Image-backed grounding data:
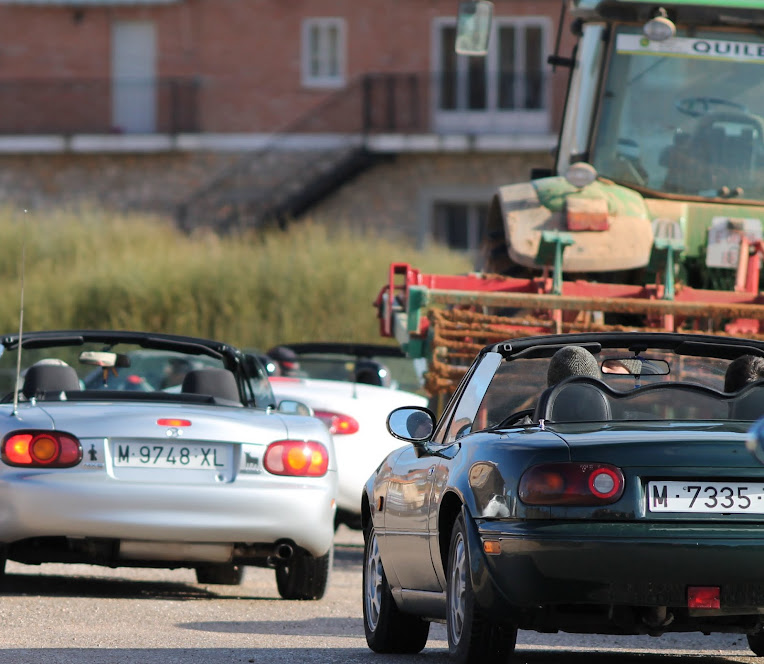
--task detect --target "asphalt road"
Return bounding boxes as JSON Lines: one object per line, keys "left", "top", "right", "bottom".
{"left": 0, "top": 526, "right": 760, "bottom": 664}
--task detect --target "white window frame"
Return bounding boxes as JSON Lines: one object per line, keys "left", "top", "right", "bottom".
{"left": 431, "top": 15, "right": 551, "bottom": 134}
{"left": 301, "top": 17, "right": 347, "bottom": 89}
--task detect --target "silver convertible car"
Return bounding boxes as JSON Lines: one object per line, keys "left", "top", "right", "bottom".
{"left": 0, "top": 330, "right": 337, "bottom": 600}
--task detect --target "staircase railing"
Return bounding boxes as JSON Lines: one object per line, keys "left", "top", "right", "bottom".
{"left": 177, "top": 72, "right": 432, "bottom": 231}
{"left": 175, "top": 69, "right": 559, "bottom": 232}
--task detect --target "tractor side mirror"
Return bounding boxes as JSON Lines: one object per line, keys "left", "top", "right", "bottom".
{"left": 455, "top": 1, "right": 493, "bottom": 56}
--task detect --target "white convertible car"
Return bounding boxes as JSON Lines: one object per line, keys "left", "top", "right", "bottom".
{"left": 267, "top": 343, "right": 429, "bottom": 528}
{"left": 0, "top": 330, "right": 337, "bottom": 599}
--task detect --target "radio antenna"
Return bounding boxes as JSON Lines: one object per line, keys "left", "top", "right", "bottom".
{"left": 12, "top": 209, "right": 27, "bottom": 416}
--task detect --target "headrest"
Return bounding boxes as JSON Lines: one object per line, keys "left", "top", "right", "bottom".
{"left": 23, "top": 364, "right": 81, "bottom": 400}
{"left": 730, "top": 380, "right": 764, "bottom": 420}
{"left": 355, "top": 360, "right": 391, "bottom": 387}
{"left": 535, "top": 376, "right": 612, "bottom": 423}
{"left": 181, "top": 368, "right": 240, "bottom": 403}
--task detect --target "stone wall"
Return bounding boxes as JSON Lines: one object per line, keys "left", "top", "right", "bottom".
{"left": 0, "top": 150, "right": 553, "bottom": 242}
{"left": 308, "top": 152, "right": 554, "bottom": 241}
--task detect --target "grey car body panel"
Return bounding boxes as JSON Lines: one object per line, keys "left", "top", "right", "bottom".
{"left": 0, "top": 330, "right": 338, "bottom": 566}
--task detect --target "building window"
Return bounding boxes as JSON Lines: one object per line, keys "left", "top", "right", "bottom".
{"left": 432, "top": 16, "right": 550, "bottom": 133}
{"left": 302, "top": 18, "right": 346, "bottom": 88}
{"left": 432, "top": 201, "right": 489, "bottom": 252}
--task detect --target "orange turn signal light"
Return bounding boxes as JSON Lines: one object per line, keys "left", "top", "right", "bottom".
{"left": 483, "top": 540, "right": 501, "bottom": 555}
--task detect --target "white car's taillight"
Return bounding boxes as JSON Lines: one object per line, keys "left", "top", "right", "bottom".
{"left": 313, "top": 410, "right": 359, "bottom": 435}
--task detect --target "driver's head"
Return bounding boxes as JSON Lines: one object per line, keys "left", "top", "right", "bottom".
{"left": 547, "top": 346, "right": 600, "bottom": 387}
{"left": 725, "top": 354, "right": 764, "bottom": 392}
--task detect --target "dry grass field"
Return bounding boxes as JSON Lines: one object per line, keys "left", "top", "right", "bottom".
{"left": 0, "top": 205, "right": 472, "bottom": 350}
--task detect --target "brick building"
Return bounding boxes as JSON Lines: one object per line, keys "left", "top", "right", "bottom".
{"left": 0, "top": 0, "right": 572, "bottom": 254}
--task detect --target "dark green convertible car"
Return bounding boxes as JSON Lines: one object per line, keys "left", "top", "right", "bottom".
{"left": 362, "top": 332, "right": 764, "bottom": 663}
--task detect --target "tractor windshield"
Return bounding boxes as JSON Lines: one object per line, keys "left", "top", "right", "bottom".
{"left": 590, "top": 26, "right": 764, "bottom": 204}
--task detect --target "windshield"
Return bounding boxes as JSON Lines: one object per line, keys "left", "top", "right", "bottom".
{"left": 0, "top": 341, "right": 268, "bottom": 407}
{"left": 590, "top": 26, "right": 764, "bottom": 203}
{"left": 474, "top": 349, "right": 733, "bottom": 429}
{"left": 280, "top": 350, "right": 426, "bottom": 395}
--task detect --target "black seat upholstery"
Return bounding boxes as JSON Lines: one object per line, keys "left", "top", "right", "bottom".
{"left": 181, "top": 368, "right": 240, "bottom": 403}
{"left": 535, "top": 376, "right": 612, "bottom": 423}
{"left": 729, "top": 381, "right": 764, "bottom": 420}
{"left": 22, "top": 364, "right": 81, "bottom": 400}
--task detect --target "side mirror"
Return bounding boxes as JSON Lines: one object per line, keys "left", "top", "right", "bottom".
{"left": 387, "top": 406, "right": 436, "bottom": 443}
{"left": 455, "top": 1, "right": 493, "bottom": 56}
{"left": 277, "top": 399, "right": 313, "bottom": 417}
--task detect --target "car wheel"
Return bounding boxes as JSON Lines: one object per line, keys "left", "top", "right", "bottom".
{"left": 447, "top": 512, "right": 517, "bottom": 663}
{"left": 363, "top": 523, "right": 429, "bottom": 653}
{"left": 748, "top": 632, "right": 764, "bottom": 656}
{"left": 195, "top": 563, "right": 244, "bottom": 585}
{"left": 275, "top": 546, "right": 332, "bottom": 600}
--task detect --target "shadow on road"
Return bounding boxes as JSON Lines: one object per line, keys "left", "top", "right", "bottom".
{"left": 181, "top": 616, "right": 365, "bottom": 636}
{"left": 0, "top": 541, "right": 362, "bottom": 601}
{"left": 0, "top": 571, "right": 288, "bottom": 601}
{"left": 0, "top": 572, "right": 215, "bottom": 600}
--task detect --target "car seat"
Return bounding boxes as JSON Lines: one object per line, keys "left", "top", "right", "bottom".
{"left": 729, "top": 380, "right": 764, "bottom": 420}
{"left": 22, "top": 364, "right": 81, "bottom": 400}
{"left": 181, "top": 368, "right": 241, "bottom": 403}
{"left": 535, "top": 376, "right": 612, "bottom": 423}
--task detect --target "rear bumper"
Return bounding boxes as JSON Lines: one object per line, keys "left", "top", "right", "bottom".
{"left": 470, "top": 519, "right": 764, "bottom": 614}
{"left": 0, "top": 470, "right": 337, "bottom": 559}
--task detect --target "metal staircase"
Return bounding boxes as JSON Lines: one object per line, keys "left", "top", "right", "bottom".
{"left": 176, "top": 73, "right": 424, "bottom": 233}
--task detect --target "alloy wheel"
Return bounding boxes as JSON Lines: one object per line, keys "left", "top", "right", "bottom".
{"left": 448, "top": 532, "right": 467, "bottom": 645}
{"left": 365, "top": 531, "right": 383, "bottom": 631}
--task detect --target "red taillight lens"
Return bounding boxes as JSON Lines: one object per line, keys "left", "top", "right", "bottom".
{"left": 688, "top": 586, "right": 720, "bottom": 609}
{"left": 2, "top": 431, "right": 82, "bottom": 468}
{"left": 263, "top": 440, "right": 329, "bottom": 477}
{"left": 157, "top": 418, "right": 192, "bottom": 427}
{"left": 313, "top": 410, "right": 359, "bottom": 435}
{"left": 519, "top": 462, "right": 625, "bottom": 506}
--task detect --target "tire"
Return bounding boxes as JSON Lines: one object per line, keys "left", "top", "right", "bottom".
{"left": 447, "top": 512, "right": 517, "bottom": 664}
{"left": 195, "top": 563, "right": 244, "bottom": 585}
{"left": 748, "top": 632, "right": 764, "bottom": 656}
{"left": 335, "top": 509, "right": 363, "bottom": 531}
{"left": 275, "top": 546, "right": 332, "bottom": 600}
{"left": 362, "top": 523, "right": 429, "bottom": 653}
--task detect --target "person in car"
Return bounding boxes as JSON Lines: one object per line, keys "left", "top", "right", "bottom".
{"left": 547, "top": 345, "right": 601, "bottom": 387}
{"left": 513, "top": 346, "right": 603, "bottom": 426}
{"left": 267, "top": 346, "right": 306, "bottom": 378}
{"left": 725, "top": 354, "right": 764, "bottom": 392}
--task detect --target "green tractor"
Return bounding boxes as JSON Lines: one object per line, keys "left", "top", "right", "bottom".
{"left": 460, "top": 0, "right": 764, "bottom": 293}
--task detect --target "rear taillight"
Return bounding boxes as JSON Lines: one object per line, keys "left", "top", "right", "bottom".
{"left": 2, "top": 431, "right": 83, "bottom": 468}
{"left": 263, "top": 440, "right": 329, "bottom": 477}
{"left": 519, "top": 462, "right": 625, "bottom": 506}
{"left": 313, "top": 410, "right": 359, "bottom": 435}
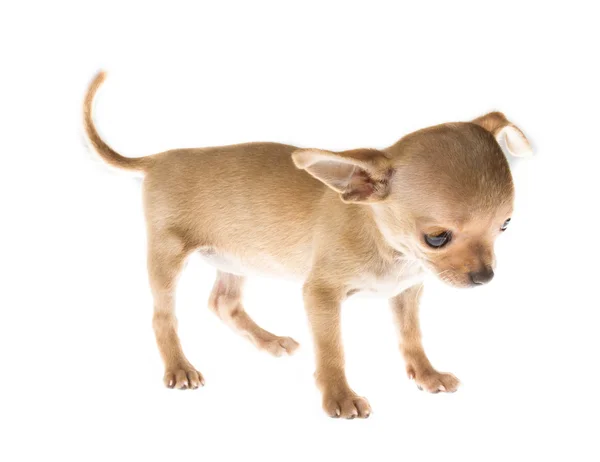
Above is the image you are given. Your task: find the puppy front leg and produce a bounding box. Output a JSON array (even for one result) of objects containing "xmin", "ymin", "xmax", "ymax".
[
  {"xmin": 390, "ymin": 284, "xmax": 460, "ymax": 393},
  {"xmin": 303, "ymin": 281, "xmax": 371, "ymax": 419}
]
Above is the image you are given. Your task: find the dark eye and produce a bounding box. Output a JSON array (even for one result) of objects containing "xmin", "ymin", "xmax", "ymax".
[
  {"xmin": 501, "ymin": 218, "xmax": 511, "ymax": 231},
  {"xmin": 424, "ymin": 231, "xmax": 452, "ymax": 248}
]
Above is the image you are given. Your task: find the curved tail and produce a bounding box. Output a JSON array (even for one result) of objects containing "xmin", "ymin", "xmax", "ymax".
[{"xmin": 83, "ymin": 71, "xmax": 153, "ymax": 172}]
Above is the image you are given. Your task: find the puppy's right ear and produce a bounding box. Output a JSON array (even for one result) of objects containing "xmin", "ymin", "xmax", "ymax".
[
  {"xmin": 472, "ymin": 112, "xmax": 533, "ymax": 158},
  {"xmin": 292, "ymin": 148, "xmax": 393, "ymax": 203}
]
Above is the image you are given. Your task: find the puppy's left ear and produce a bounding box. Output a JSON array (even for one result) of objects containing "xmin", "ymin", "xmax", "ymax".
[
  {"xmin": 292, "ymin": 148, "xmax": 393, "ymax": 203},
  {"xmin": 472, "ymin": 111, "xmax": 533, "ymax": 157}
]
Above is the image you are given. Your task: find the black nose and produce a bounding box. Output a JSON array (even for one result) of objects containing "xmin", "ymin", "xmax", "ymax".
[{"xmin": 469, "ymin": 268, "xmax": 494, "ymax": 285}]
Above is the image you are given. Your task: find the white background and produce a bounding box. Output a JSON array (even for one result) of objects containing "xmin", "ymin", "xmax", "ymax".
[{"xmin": 1, "ymin": 1, "xmax": 599, "ymax": 461}]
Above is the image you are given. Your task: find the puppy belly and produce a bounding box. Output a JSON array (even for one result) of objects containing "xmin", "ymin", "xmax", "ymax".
[
  {"xmin": 198, "ymin": 248, "xmax": 301, "ymax": 279},
  {"xmin": 198, "ymin": 249, "xmax": 246, "ymax": 275}
]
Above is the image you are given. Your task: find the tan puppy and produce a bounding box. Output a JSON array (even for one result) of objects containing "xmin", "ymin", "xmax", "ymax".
[{"xmin": 83, "ymin": 71, "xmax": 532, "ymax": 419}]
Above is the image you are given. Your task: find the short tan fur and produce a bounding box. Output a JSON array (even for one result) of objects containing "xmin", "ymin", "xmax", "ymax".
[{"xmin": 84, "ymin": 71, "xmax": 532, "ymax": 418}]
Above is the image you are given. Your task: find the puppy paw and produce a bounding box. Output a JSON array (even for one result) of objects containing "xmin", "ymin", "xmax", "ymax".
[
  {"xmin": 164, "ymin": 366, "xmax": 205, "ymax": 390},
  {"xmin": 257, "ymin": 335, "xmax": 300, "ymax": 357},
  {"xmin": 322, "ymin": 390, "xmax": 372, "ymax": 419},
  {"xmin": 407, "ymin": 367, "xmax": 460, "ymax": 393}
]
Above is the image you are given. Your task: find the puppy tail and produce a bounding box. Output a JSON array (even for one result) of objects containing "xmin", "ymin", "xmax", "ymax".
[{"xmin": 83, "ymin": 71, "xmax": 153, "ymax": 172}]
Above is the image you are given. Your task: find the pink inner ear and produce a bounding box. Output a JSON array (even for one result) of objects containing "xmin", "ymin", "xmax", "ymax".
[
  {"xmin": 352, "ymin": 182, "xmax": 376, "ymax": 198},
  {"xmin": 343, "ymin": 168, "xmax": 377, "ymax": 201},
  {"xmin": 296, "ymin": 148, "xmax": 392, "ymax": 202},
  {"xmin": 306, "ymin": 160, "xmax": 357, "ymax": 192}
]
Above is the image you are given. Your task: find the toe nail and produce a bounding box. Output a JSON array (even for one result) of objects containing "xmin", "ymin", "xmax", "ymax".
[{"xmin": 439, "ymin": 385, "xmax": 446, "ymax": 391}]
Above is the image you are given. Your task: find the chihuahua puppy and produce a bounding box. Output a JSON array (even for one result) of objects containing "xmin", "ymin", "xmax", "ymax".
[{"xmin": 83, "ymin": 71, "xmax": 532, "ymax": 419}]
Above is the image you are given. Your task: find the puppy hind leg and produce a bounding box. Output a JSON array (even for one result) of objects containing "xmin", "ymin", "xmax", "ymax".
[
  {"xmin": 208, "ymin": 271, "xmax": 299, "ymax": 356},
  {"xmin": 148, "ymin": 233, "xmax": 204, "ymax": 389}
]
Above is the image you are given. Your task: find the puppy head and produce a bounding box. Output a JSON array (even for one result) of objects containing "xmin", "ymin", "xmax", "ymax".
[{"xmin": 293, "ymin": 112, "xmax": 532, "ymax": 288}]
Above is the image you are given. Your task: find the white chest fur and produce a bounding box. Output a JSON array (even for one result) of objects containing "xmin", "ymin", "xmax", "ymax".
[{"xmin": 349, "ymin": 258, "xmax": 425, "ymax": 299}]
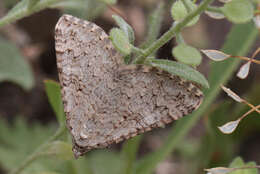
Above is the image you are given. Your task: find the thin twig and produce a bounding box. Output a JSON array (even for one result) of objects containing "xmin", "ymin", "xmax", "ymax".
[
  {"xmin": 230, "ymin": 55, "xmax": 260, "ymax": 64},
  {"xmin": 240, "ymin": 105, "xmax": 260, "ymax": 120}
]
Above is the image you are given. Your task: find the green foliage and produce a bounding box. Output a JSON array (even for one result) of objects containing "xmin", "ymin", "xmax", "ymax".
[
  {"xmin": 111, "ymin": 15, "xmax": 135, "ymax": 64},
  {"xmin": 44, "ymin": 80, "xmax": 65, "ymax": 126},
  {"xmin": 134, "ymin": 21, "xmax": 258, "ymax": 174},
  {"xmin": 229, "ymin": 157, "xmax": 258, "ymax": 174},
  {"xmin": 0, "ymin": 37, "xmax": 34, "ymax": 90},
  {"xmin": 0, "ymin": 117, "xmax": 55, "ymax": 172},
  {"xmin": 112, "ymin": 15, "xmax": 135, "ymax": 44},
  {"xmin": 0, "ymin": 0, "xmax": 259, "ymax": 174},
  {"xmin": 147, "ymin": 58, "xmax": 209, "ymax": 88},
  {"xmin": 0, "ymin": 117, "xmax": 90, "ymax": 174},
  {"xmin": 110, "ymin": 28, "xmax": 132, "ymax": 56},
  {"xmin": 172, "ymin": 43, "xmax": 202, "ymax": 66},
  {"xmin": 221, "ymin": 0, "xmax": 254, "ymax": 24},
  {"xmin": 171, "ymin": 0, "xmax": 199, "ymax": 27}
]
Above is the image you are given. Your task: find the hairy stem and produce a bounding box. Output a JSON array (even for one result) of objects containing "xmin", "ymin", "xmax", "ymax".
[
  {"xmin": 0, "ymin": 0, "xmax": 62, "ymax": 28},
  {"xmin": 134, "ymin": 0, "xmax": 214, "ymax": 64}
]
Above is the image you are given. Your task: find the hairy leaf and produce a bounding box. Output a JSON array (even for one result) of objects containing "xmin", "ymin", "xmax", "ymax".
[
  {"xmin": 112, "ymin": 15, "xmax": 135, "ymax": 44},
  {"xmin": 221, "ymin": 0, "xmax": 254, "ymax": 24},
  {"xmin": 172, "ymin": 43, "xmax": 202, "ymax": 66},
  {"xmin": 147, "ymin": 58, "xmax": 209, "ymax": 88},
  {"xmin": 171, "ymin": 0, "xmax": 199, "ymax": 27},
  {"xmin": 110, "ymin": 28, "xmax": 131, "ymax": 56}
]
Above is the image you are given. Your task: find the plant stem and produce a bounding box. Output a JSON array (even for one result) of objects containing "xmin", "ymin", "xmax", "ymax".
[
  {"xmin": 240, "ymin": 105, "xmax": 260, "ymax": 120},
  {"xmin": 0, "ymin": 0, "xmax": 62, "ymax": 28},
  {"xmin": 242, "ymin": 100, "xmax": 260, "ymax": 114},
  {"xmin": 131, "ymin": 45, "xmax": 145, "ymax": 56},
  {"xmin": 9, "ymin": 126, "xmax": 66, "ymax": 174},
  {"xmin": 134, "ymin": 0, "xmax": 214, "ymax": 64},
  {"xmin": 230, "ymin": 55, "xmax": 260, "ymax": 64},
  {"xmin": 252, "ymin": 47, "xmax": 260, "ymax": 58}
]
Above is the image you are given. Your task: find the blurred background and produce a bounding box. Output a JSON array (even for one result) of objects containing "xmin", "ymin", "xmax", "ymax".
[{"xmin": 0, "ymin": 0, "xmax": 259, "ymax": 174}]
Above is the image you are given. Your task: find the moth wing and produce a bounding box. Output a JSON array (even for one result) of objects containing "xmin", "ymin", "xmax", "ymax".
[{"xmin": 55, "ymin": 15, "xmax": 203, "ymax": 157}]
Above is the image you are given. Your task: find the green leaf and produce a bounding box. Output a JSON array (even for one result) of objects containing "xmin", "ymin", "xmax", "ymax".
[
  {"xmin": 110, "ymin": 28, "xmax": 131, "ymax": 56},
  {"xmin": 112, "ymin": 15, "xmax": 135, "ymax": 44},
  {"xmin": 229, "ymin": 157, "xmax": 244, "ymax": 168},
  {"xmin": 229, "ymin": 157, "xmax": 258, "ymax": 174},
  {"xmin": 147, "ymin": 58, "xmax": 209, "ymax": 88},
  {"xmin": 171, "ymin": 0, "xmax": 199, "ymax": 27},
  {"xmin": 221, "ymin": 0, "xmax": 254, "ymax": 24},
  {"xmin": 0, "ymin": 36, "xmax": 34, "ymax": 90},
  {"xmin": 172, "ymin": 43, "xmax": 202, "ymax": 66},
  {"xmin": 44, "ymin": 80, "xmax": 65, "ymax": 126},
  {"xmin": 43, "ymin": 141, "xmax": 73, "ymax": 160},
  {"xmin": 244, "ymin": 162, "xmax": 258, "ymax": 174}
]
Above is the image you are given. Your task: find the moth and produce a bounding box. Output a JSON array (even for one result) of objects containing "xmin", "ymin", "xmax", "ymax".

Task item - Pick each line holding "windshield" out of the entries above and return it.

Result of the exercise -
--task detect --target "tractor windshield"
--task detect --target "windshield"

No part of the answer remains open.